== TEXT TO READ ==

--- START ---

[R] Comparing multiple distributions

Thu May 31 19:28:44 CEST 2007

On 2007-May-31  , at 18:56 , Bert Gunter wrote:
> While Ravi's suggestion of the "compositions" package is certainly
> appropriate, I suspect that the complex and extensive statistical  
> "homework"
> you would need to do to use it might be overwhelming (the geometry of
> compositions is a simplex, and this makes things hard).

Yes I am reading the documentation now, which is well written but  
huge indeed...

> As a simple and
> perhaps useful alternative, use pairs() or splom() to plot your 5-D  
> data,
> distinguishing the different treatments via color and/or symbol.
>
> In addition, it might be useful to do the same sort of plot on the  
> first two
> principal components (?prcomp) of the first 4 dimensions of your 5  
> component
> vectors (since the 5th is determined by the first 4). Because of the
> simplicial geometry, this PCA approach is not right, but it may  
> nevertheless
> be revealing. The same plotting ideas are in the compositions  
> package done
> properly (in the correct geometry),so if you are motivated to do  
> so, you can
> do these things there. Even if you don't dig into the details,  
> using the
> compositions package version of the plots may be realtively easy to
> do,interpretable, and revealing -- more so than my "simple but wrong"
> suggestions. You can decide.
>
> I would not trust inference using ad hoc approaches in the  
> untransformed
> data. That's what the package is for. But plotting the data should  
> always be
> at least the first thing you do anyway. I often find it to be  
> sufficient,
> too.

Thank you for your suggestions on plotting, I will look into it. I  
was using histograms of mean proportions + SE until now because it  
was what seemed the most straightforward given my specific questions.  
If we come back to my original data (abandoning the statistical  
language for a while ;) ) I have proportions of fishes caught 1. near  
the surface, 2. a bit below, .... 5. near the bottom. The questions I  
want to ask are for example: does the vertical distribution of  
species A and species B differ? So I can plot the mean proportion at  
each depth for both species and obtain a visual representation of the  
vertical distribution of each.
At this stage differences between fishes that accumulate near the  
surface or near the bottom are quite obvious. If I add error bars I  
can get an idea of the variability of those distributions. The issue  
arise when I want to *test* for a difference between the  
distributions of species A and B. If I use a basic KS test I can only  
compare the mean proportions for species A (5 points) to the mean  
proportions of species B (5 points) and this has low power + does not  
take in account the variability around those means. In addition I may  
also want to know wether there is a difference within species A, B  
and C and pairwise KS tests would increase alpha error risk. Am I  
explaining things correctly? Does this seem logical to you too?
As for the PCA I must admit I don't really understand what you mean.

Thank you very much again.

--- END ---

== PROVIDED MATERIAL ==
--- START ---

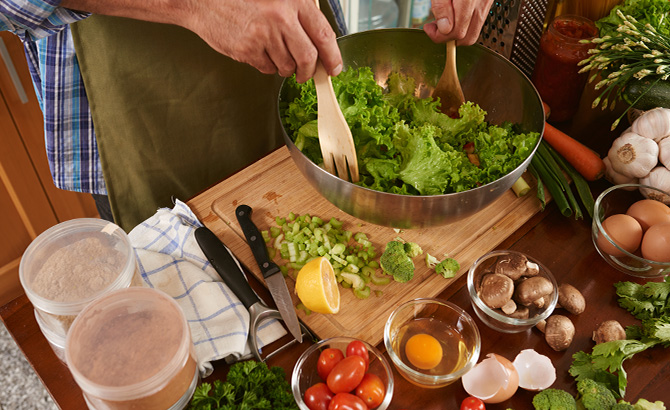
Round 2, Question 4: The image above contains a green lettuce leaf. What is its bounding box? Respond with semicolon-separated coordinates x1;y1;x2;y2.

--- END ---
--- START ---

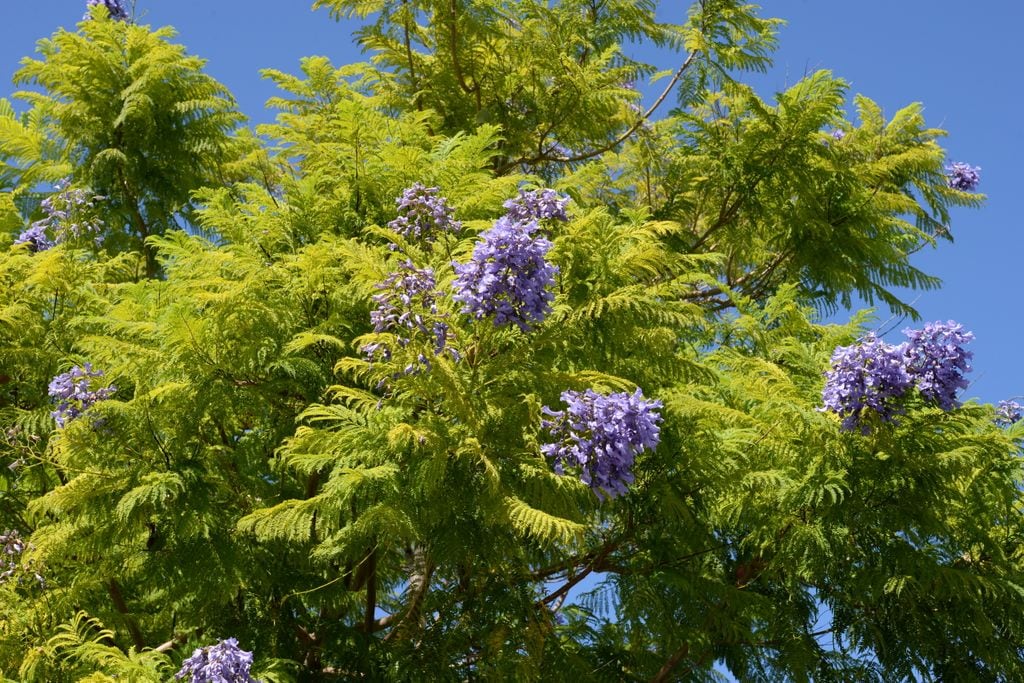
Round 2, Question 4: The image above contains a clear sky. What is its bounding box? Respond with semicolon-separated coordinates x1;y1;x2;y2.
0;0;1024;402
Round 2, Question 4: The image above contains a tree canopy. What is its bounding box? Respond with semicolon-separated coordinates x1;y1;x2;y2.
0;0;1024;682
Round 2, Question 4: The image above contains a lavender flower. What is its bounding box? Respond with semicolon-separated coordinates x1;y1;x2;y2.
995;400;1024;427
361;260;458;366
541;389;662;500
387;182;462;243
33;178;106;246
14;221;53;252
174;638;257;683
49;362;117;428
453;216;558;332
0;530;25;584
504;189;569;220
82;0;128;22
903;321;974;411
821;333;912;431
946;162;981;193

--- END ---

== WRITTEN TASKS ==
A: In the message on comparing distributions, rewrite the quoted paragraph that begins "I would not trust inference" as a short bulleted list that keeps its main points.
B: List every R function that the message on comparing distributions names.
C: According to the message on comparing distributions, why is a basic KS test a poor way to test for a difference between the distributions of species A and B?

== ANSWERS ==
A:
- Inference from ad hoc methods on the untransformed data should not be trusted; the compositions package exists for that.
- Plotting the data should always be the first step.
- Plotting alone is often enough.

B: pairs(), splom(), prcomp

C: It can only compare the five mean proportions of species A with the five of species B, so it has low power and ignores the variability around those means. Running pairwise KS tests to compare species A, B and C would also raise the risk of alpha error.